* TEXTAUSZUG *

Zwanzig Jahre war die Geburtshilfe in Thusis mein Zuhause. Zuhause ist ein Ort, wo man liebt, streitet, sich selbst sein darf, eine Gemeinschaft lebt.
Zuhause im Regionalspital gab es vor zwanzig Jahren ein paar wenige Büros, auf den Stationen keine Computer, keine IT-Spezialisten, keine Qualitätsmanager.
Auch früher gab es Zuhause nicht nur Friede, Freude und Eierkuchen. Doch im Zentrum standen wir: die einfachen Gesundheitsfachpersonen und die Patienten und Klienten. Wir waren die Mehrheit.
Fragend hab ich dem Wandel beigewohnt, wollte das Ganze verstehen. Hab mich eingefügt in die studierte Gesellschaft und den wissenschaftlichen Master absolviert. Das hat mich noch mehr traurig gemacht. Ja, Wissenschaft ist wertvoll, doch in diesem System werden oft Liebe, Intuition und Instinkt ausgeblendet. Und diese Wissenschaft ist finanziert - veröffentlicht und beachtet wird das, was lukrativ ist.
Nun stehen wir da und springen ständig neuen Evidenzen nach. Immer mehr Untersuchungen und Empfehlungen für unsere Schwangeren und Familien - gibt das ihnen wirklich Sicherheit? Inwiefern schüren wir damit deren Unsicherheit? Wer sagt den Eltern noch, dass sie auch - nein, dass sie vorallem sich selbst vertrauen dürfen?

* EXTRAHIERTE ANGABEN *
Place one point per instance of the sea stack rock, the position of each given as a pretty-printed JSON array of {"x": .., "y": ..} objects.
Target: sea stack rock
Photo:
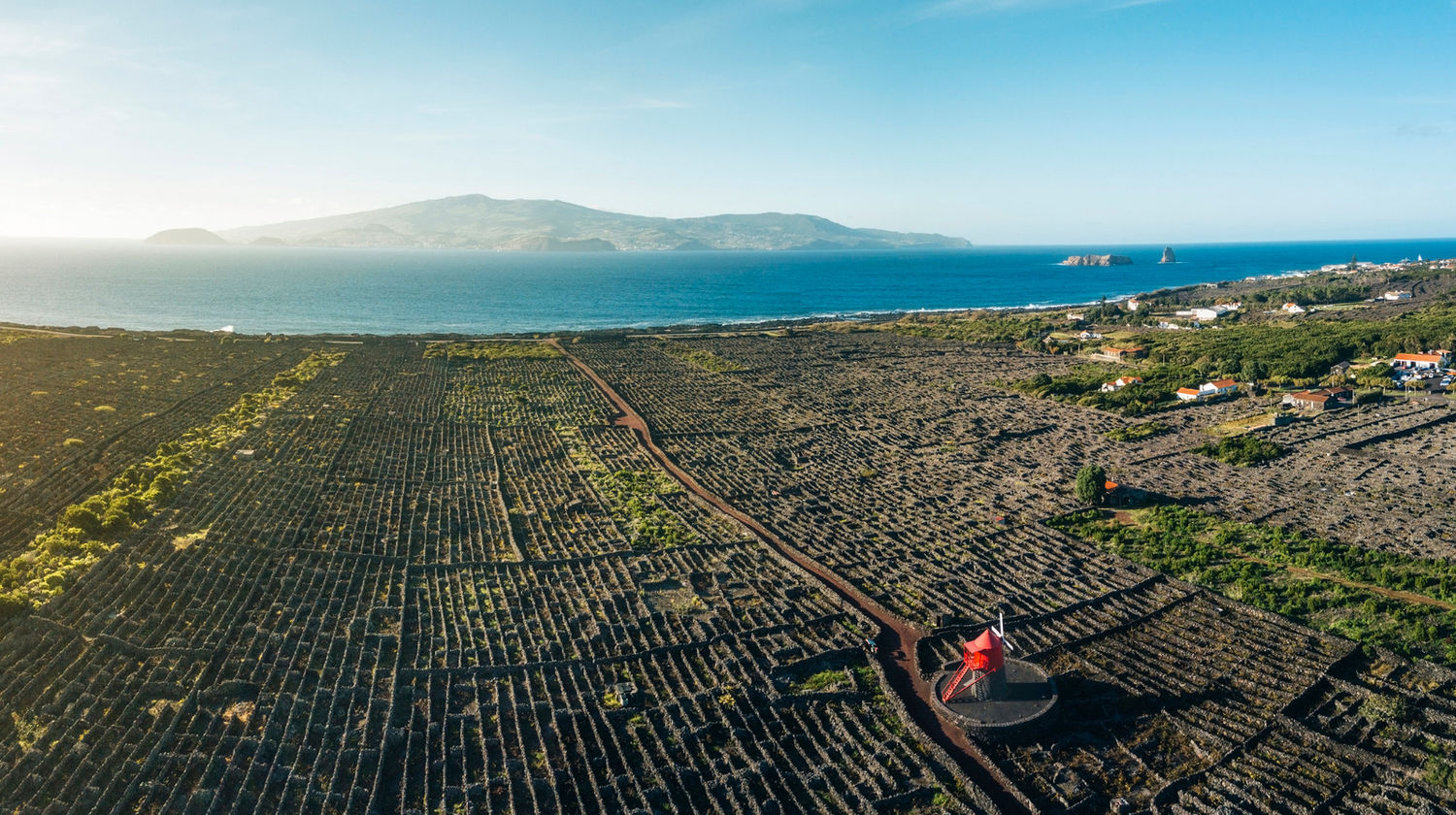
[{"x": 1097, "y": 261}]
---
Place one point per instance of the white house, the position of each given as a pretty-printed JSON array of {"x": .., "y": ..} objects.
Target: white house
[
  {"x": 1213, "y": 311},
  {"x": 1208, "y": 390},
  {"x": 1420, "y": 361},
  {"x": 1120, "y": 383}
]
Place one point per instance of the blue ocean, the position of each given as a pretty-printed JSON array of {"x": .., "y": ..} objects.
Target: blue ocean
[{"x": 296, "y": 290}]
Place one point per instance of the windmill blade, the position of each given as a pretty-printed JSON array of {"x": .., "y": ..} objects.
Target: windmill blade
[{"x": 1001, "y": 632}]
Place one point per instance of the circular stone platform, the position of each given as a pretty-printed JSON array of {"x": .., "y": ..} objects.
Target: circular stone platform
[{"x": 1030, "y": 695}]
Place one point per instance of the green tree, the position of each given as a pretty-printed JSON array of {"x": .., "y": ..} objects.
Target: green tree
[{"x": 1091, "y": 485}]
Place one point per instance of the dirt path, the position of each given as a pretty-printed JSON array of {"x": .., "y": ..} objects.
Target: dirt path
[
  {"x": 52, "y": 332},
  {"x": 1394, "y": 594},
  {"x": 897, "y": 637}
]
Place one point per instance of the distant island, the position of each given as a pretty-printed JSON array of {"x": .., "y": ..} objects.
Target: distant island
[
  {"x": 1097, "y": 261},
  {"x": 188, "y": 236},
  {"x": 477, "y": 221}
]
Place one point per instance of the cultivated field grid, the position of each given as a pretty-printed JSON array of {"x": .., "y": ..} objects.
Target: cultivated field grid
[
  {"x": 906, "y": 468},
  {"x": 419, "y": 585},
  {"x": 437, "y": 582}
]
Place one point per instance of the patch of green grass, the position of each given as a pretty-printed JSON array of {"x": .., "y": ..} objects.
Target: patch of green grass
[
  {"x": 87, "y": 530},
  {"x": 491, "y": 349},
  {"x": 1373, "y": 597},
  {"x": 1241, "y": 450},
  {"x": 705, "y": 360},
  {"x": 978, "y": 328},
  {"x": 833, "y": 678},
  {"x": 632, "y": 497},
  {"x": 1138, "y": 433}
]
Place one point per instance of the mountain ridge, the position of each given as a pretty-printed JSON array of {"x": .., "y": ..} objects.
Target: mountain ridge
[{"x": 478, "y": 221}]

* DEINE AUFGABE A *
Gib aus dem Text über die Geburtshilfe in Thusis wortgetreu den Abschnitt wieder, der mit den Worten beginnt, die „Zuhause im Regionalspital“ enthalten, und mit „IT-Spezialisten, keine Qualitätsmanager.“ schließt.
* DEINE AUFGABE B *
Schreibe den Text über die Geburtshilfe in Thusis im Anschluss an seinen letzten Satz weiter.
Die Datensätze werden hierfür nicht gebraucht.

* ANTWORT A *
Zuhause im Regionalspital gab es vor zwanzig Jahren ein paar wenige Büros, auf den Stationen keine Computer, keine IT-Spezialisten, keine Qualitätsmanager.

* ANTWORT B *
Und für uns gibt's immer mehr Pflichten, Bürokratie, Computerarbeit, Computerprobleme, Spitalapps auf dem Handy, Datenschutzmassnahmen, Revisionen, Änderungen über Änderungen - im Wochentakt. Sie klauen uns die Zeit für die echte Arbeit. Die Arbeit von Mensch zu Mensch. Die Zeit für Herzensfragen, die Seelsorge und die Selbstermächtigung. Sie klauen uns das Gefühl für unsere persönliche Eigenverantwortung und den Zugang zur eigenen Mitte.
Und diese Änderungen kosten. Die Digitalisierung kostet. Die Spezialisierung kostet. Die unzähligen Geräte kosten. Die nicht endenden Umbauten, die vielen neuen Büros kosten. Die Büroangestellten kosten. Die "Wissenschaft" kostet. Die Akademisierten kosten. Darunter wird die einfache Grundversorgung unbezahlbar.
Das Gesundheitswesen entgleist digitalisierungsabhängig, luxusgeil, kontrollmanisch, spezialisierungswahnsinnig, pharmalobbyistisch, datenschutzirrsinnig und überverstudiert - was alles nicht bedeutet gesund reflektiert.
Regionalspitäler und viele wertvolle Angebote kämpfen darin ums Überleben. Und nun wird mein Zuhause, ein alternativer Geburtsort, wohl geschlossen.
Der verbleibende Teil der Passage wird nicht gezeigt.